■ THE PROBLEM: Which lines in the rows below contain the word "small"? Copy each of them in full.

------------------------

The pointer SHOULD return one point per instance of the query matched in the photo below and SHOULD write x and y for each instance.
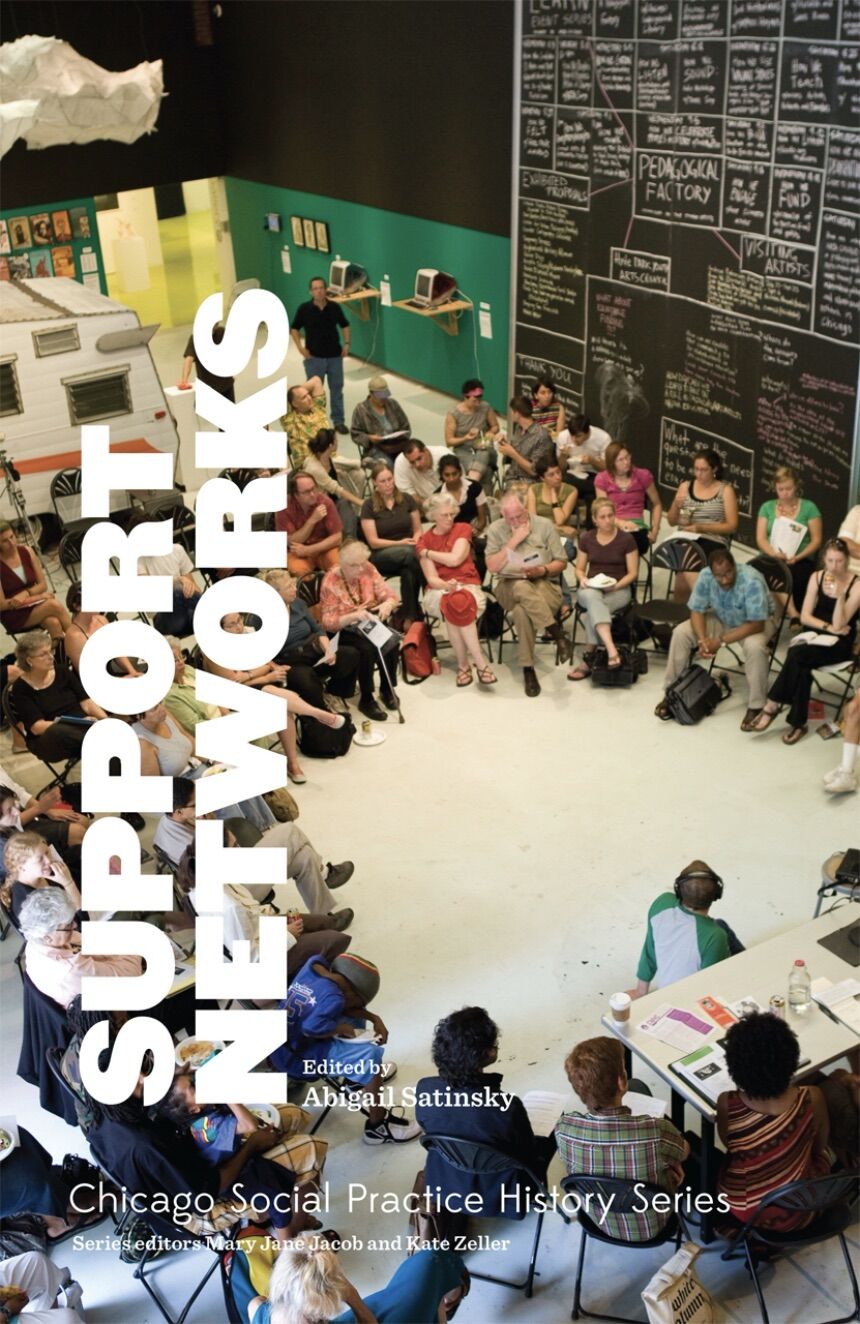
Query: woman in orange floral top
(352, 595)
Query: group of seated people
(422, 530)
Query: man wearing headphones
(682, 936)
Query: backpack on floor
(319, 742)
(417, 653)
(693, 695)
(634, 662)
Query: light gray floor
(506, 854)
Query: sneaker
(371, 709)
(393, 1130)
(842, 784)
(339, 874)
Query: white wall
(196, 193)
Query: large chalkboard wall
(688, 231)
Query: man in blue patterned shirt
(729, 604)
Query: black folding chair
(828, 1200)
(69, 552)
(626, 1197)
(65, 497)
(57, 773)
(483, 1160)
(678, 556)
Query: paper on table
(744, 1006)
(544, 1107)
(786, 535)
(332, 648)
(645, 1104)
(377, 633)
(842, 1000)
(675, 1026)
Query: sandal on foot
(794, 734)
(762, 720)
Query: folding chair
(678, 555)
(168, 1231)
(483, 1160)
(626, 1198)
(57, 775)
(830, 1200)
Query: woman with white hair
(352, 595)
(307, 1286)
(453, 588)
(53, 957)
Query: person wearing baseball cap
(327, 1010)
(380, 428)
(454, 589)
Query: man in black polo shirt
(322, 350)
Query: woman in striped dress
(774, 1131)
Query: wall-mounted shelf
(443, 315)
(360, 299)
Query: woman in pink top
(629, 487)
(351, 597)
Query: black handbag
(693, 697)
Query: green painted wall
(80, 242)
(398, 245)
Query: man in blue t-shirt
(327, 1012)
(729, 604)
(320, 319)
(682, 936)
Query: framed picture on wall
(62, 227)
(20, 231)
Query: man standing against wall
(322, 351)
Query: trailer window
(9, 391)
(98, 396)
(56, 340)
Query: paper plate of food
(192, 1053)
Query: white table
(758, 972)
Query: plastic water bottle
(799, 987)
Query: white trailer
(72, 356)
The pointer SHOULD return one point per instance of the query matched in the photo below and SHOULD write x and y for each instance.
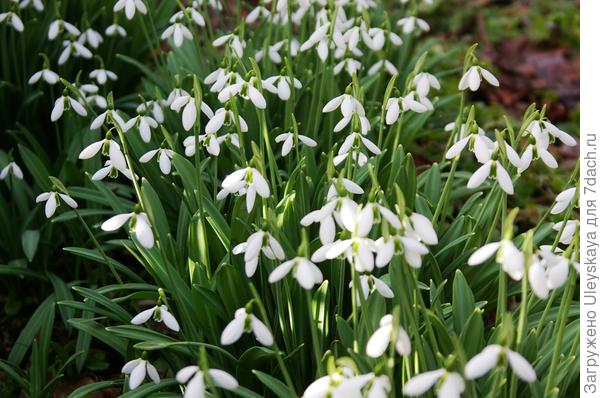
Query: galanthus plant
(281, 175)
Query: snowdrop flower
(159, 314)
(493, 169)
(424, 82)
(233, 42)
(472, 78)
(137, 370)
(58, 26)
(281, 85)
(164, 156)
(547, 271)
(563, 200)
(244, 321)
(13, 20)
(46, 74)
(195, 382)
(114, 30)
(11, 169)
(130, 6)
(52, 201)
(303, 270)
(247, 90)
(144, 124)
(189, 114)
(452, 384)
(76, 49)
(259, 241)
(138, 223)
(488, 358)
(92, 37)
(382, 337)
(247, 182)
(508, 256)
(71, 103)
(568, 232)
(395, 106)
(409, 24)
(289, 140)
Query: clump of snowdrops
(269, 232)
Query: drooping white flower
(11, 169)
(52, 201)
(138, 223)
(508, 256)
(159, 314)
(472, 78)
(382, 338)
(247, 181)
(137, 370)
(303, 270)
(248, 323)
(130, 6)
(67, 102)
(195, 380)
(488, 358)
(164, 156)
(452, 384)
(259, 241)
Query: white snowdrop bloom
(234, 43)
(492, 169)
(409, 24)
(259, 241)
(52, 201)
(13, 20)
(452, 384)
(137, 370)
(424, 82)
(281, 85)
(382, 337)
(396, 105)
(154, 107)
(472, 78)
(563, 200)
(159, 314)
(177, 30)
(247, 181)
(247, 90)
(113, 118)
(11, 169)
(138, 223)
(568, 232)
(508, 256)
(74, 48)
(67, 102)
(289, 142)
(144, 124)
(46, 74)
(387, 66)
(257, 13)
(164, 156)
(248, 323)
(130, 7)
(547, 271)
(58, 26)
(90, 36)
(195, 380)
(103, 75)
(115, 30)
(303, 270)
(488, 358)
(189, 114)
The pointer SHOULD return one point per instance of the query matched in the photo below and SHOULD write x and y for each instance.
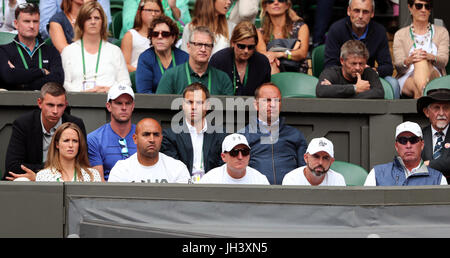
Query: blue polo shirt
(104, 148)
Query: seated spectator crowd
(221, 52)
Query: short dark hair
(30, 8)
(196, 86)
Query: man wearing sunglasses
(246, 68)
(436, 107)
(408, 167)
(114, 140)
(360, 26)
(236, 155)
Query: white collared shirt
(198, 163)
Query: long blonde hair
(81, 160)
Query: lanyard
(25, 61)
(236, 72)
(412, 36)
(160, 65)
(98, 59)
(186, 68)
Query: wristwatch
(289, 54)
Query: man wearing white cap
(236, 155)
(318, 157)
(113, 141)
(408, 167)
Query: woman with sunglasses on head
(162, 55)
(91, 63)
(136, 40)
(280, 22)
(67, 159)
(420, 50)
(246, 68)
(211, 14)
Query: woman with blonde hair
(91, 63)
(136, 40)
(284, 37)
(67, 158)
(211, 14)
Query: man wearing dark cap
(436, 107)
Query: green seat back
(438, 83)
(354, 175)
(295, 85)
(6, 37)
(317, 60)
(388, 91)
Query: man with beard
(354, 79)
(436, 107)
(148, 165)
(114, 140)
(318, 157)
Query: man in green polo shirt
(196, 69)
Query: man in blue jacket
(359, 25)
(276, 148)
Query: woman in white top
(91, 63)
(136, 41)
(212, 14)
(67, 158)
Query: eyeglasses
(404, 140)
(273, 1)
(200, 45)
(420, 6)
(123, 146)
(235, 152)
(151, 11)
(243, 46)
(164, 34)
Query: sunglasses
(404, 140)
(235, 152)
(420, 6)
(164, 34)
(273, 1)
(243, 46)
(123, 146)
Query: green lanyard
(98, 59)
(189, 76)
(412, 36)
(160, 65)
(236, 72)
(25, 61)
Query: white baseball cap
(117, 90)
(232, 141)
(409, 127)
(320, 144)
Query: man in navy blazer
(198, 146)
(32, 132)
(436, 107)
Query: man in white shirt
(318, 157)
(236, 155)
(148, 165)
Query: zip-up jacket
(271, 155)
(33, 78)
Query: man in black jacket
(27, 62)
(32, 132)
(436, 107)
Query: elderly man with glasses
(408, 167)
(113, 141)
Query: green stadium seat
(438, 83)
(317, 60)
(295, 85)
(6, 37)
(388, 91)
(354, 175)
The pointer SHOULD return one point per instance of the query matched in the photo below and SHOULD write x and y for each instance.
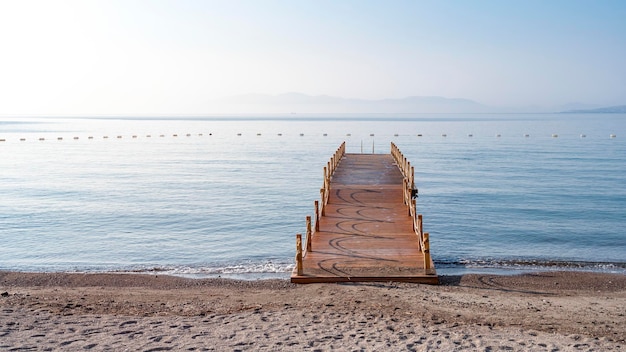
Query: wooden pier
(366, 225)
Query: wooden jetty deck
(366, 226)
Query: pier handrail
(320, 210)
(409, 190)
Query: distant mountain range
(290, 103)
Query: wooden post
(299, 254)
(420, 224)
(322, 200)
(317, 217)
(426, 251)
(309, 234)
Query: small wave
(240, 270)
(533, 264)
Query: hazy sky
(164, 57)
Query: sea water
(225, 195)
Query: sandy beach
(552, 311)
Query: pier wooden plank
(366, 232)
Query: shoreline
(104, 311)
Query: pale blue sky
(174, 57)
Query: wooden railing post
(317, 216)
(322, 196)
(299, 254)
(426, 251)
(309, 234)
(420, 227)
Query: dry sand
(555, 311)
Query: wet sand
(553, 311)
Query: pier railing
(320, 207)
(410, 193)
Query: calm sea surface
(226, 196)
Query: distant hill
(620, 109)
(303, 103)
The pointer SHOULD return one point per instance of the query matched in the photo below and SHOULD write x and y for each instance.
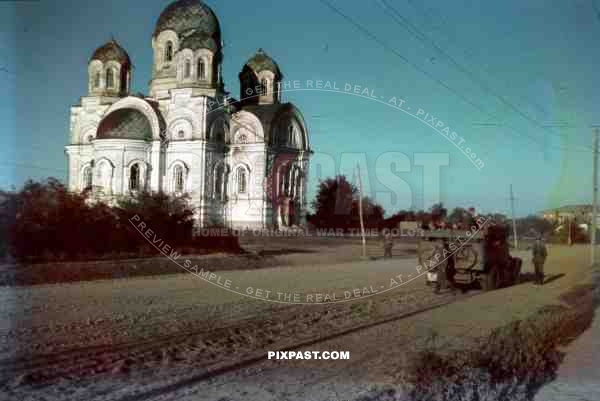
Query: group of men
(447, 271)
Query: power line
(427, 74)
(413, 30)
(453, 40)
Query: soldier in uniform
(539, 254)
(388, 244)
(445, 270)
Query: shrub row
(45, 222)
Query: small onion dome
(125, 124)
(112, 51)
(183, 16)
(199, 40)
(261, 62)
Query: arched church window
(169, 51)
(187, 69)
(291, 135)
(87, 178)
(201, 70)
(134, 178)
(178, 178)
(110, 78)
(264, 86)
(218, 189)
(242, 180)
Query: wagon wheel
(427, 253)
(489, 281)
(466, 258)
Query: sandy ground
(156, 338)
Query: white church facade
(242, 163)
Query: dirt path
(156, 337)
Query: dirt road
(156, 338)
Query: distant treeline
(43, 221)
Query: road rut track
(215, 347)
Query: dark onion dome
(112, 51)
(183, 16)
(261, 62)
(125, 124)
(199, 40)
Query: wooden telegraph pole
(512, 207)
(362, 225)
(595, 197)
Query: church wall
(246, 209)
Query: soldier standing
(388, 244)
(445, 271)
(539, 258)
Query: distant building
(580, 213)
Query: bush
(45, 222)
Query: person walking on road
(539, 253)
(388, 244)
(445, 271)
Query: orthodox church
(242, 163)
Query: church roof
(125, 124)
(183, 16)
(199, 40)
(261, 61)
(112, 51)
(268, 114)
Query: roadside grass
(512, 363)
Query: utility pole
(595, 196)
(362, 225)
(512, 207)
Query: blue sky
(540, 57)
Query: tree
(438, 213)
(336, 206)
(333, 203)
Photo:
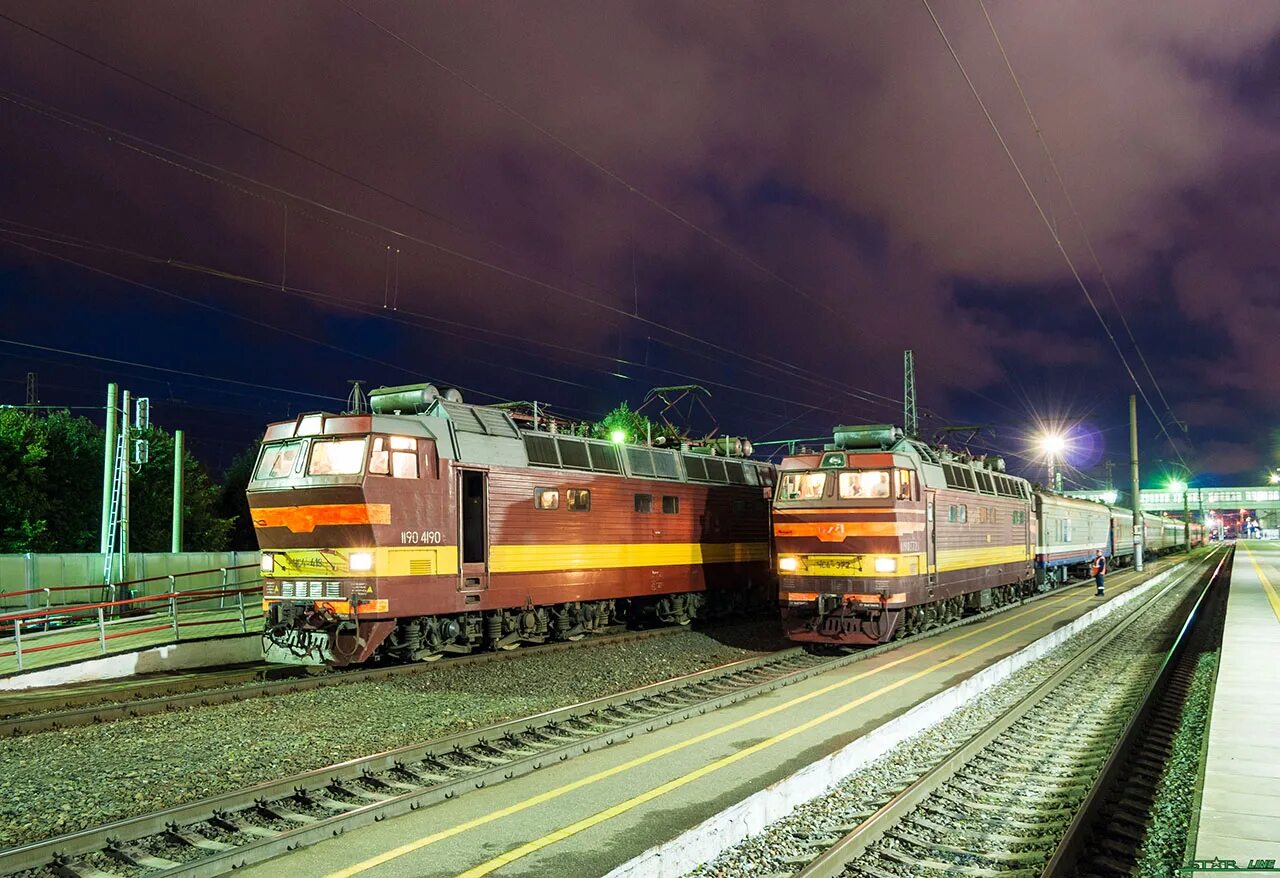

------------------------

■ SOLUTION FOR THIS EXERCISE:
Query: small wave
Query: small onion dome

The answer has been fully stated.